(GOAL OF THE EXERCISE):
Copy the items below word for word, omitting the pictures.

(MATERIAL PROVIDED):
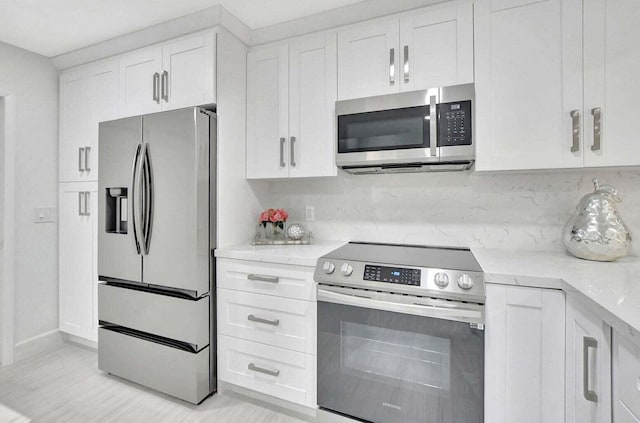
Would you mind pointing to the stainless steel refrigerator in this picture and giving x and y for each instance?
(156, 297)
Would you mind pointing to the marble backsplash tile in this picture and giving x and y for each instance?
(523, 210)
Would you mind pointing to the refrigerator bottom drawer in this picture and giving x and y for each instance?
(181, 374)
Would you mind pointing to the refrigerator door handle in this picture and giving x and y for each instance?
(134, 184)
(147, 203)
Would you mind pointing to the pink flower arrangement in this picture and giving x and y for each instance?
(275, 216)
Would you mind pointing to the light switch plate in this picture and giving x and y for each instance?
(44, 214)
(310, 214)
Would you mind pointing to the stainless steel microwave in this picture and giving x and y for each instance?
(417, 131)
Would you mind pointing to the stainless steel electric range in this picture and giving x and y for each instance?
(401, 333)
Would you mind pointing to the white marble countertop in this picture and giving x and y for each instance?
(300, 255)
(611, 290)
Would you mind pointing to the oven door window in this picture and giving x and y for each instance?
(395, 129)
(374, 353)
(391, 367)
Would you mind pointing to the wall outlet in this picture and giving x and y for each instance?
(44, 215)
(309, 214)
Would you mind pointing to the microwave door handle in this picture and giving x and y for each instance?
(433, 125)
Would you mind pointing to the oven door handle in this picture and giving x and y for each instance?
(459, 314)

(WRITTEN REPLY):
Would you mind pointing to the stainless steel refrigerator in this picture and giving x and y for each instance?
(156, 297)
Would you mind pointing to the marble backsplash tile in this picture and giving x and y for each instance?
(523, 210)
Would you mind pointing to the refrigerator bottom drawer in this picture and giving x and y for each instance?
(181, 374)
Would you mind pointing to the refrigerator door handle in this picture and giving x and y for each instance?
(134, 184)
(147, 203)
Would you mind pointing to the pink flower arrangement in this picture and giving x and y for each instance?
(275, 216)
Would you mind pointing to the light switch plate in this picture and giving x and y for each instance?
(44, 214)
(310, 214)
Would you mind pointing to the stainless steel microwave in this picture and giving x and y for each instance?
(417, 131)
Would you mind pointing to the stainless steel electric range in this picture and giving x and y for each instance?
(401, 333)
Would you mind pointing to the white marble countertop in this picture and giving x and y for each instance?
(300, 255)
(611, 290)
Would you mind pointing to the oven door window in this picture and giving x and y for each instance?
(395, 129)
(374, 353)
(391, 367)
Would you mind pointing to the wall outlet in this picture and giving x and y for each instance?
(44, 215)
(309, 214)
Would you mind pointing to the microwave door handle in this picture and giving x and y for each instance?
(433, 125)
Would you mind pointing to the oven door handle in this picture and giving x and y for each instance?
(459, 314)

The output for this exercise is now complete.